▸ Supplied records:
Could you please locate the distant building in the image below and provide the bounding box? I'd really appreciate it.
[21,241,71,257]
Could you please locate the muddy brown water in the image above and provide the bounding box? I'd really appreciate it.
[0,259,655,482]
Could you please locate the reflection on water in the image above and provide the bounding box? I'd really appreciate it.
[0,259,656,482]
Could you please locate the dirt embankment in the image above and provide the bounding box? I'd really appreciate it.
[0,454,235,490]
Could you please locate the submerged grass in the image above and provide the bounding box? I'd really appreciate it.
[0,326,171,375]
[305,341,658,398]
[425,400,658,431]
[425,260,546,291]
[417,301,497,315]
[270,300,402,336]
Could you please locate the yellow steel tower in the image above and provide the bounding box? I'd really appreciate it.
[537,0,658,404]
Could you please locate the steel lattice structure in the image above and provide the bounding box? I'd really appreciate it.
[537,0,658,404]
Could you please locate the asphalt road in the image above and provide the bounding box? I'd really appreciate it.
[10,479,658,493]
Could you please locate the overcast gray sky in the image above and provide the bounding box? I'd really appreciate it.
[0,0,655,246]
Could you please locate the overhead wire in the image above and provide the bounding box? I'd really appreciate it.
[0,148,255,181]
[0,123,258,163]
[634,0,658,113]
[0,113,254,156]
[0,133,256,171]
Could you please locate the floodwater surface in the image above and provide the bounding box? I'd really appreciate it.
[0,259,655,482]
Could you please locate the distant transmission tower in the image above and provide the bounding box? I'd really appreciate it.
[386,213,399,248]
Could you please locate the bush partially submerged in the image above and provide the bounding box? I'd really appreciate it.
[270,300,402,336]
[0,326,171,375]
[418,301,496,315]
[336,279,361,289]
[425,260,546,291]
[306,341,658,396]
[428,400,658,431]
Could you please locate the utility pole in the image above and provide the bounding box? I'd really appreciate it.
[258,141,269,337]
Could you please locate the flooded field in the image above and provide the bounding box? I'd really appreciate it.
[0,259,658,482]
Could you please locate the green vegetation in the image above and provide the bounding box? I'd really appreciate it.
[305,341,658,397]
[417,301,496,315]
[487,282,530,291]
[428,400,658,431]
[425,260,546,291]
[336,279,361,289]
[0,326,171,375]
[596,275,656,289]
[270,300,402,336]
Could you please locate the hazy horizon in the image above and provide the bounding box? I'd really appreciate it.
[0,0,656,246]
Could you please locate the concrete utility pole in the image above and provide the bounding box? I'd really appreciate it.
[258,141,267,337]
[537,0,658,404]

▸ Task directions: Pick out every line in the items above that contains the word "tower", and copy each of those lines.

▸ Written reply:
Could you please locate the yellow steel tower in the image above and provide the bounding box? I'd really appreciate it.
Could you please locate the distant transmission tower in the image above and provide the bounding box? I'd really appreciate it.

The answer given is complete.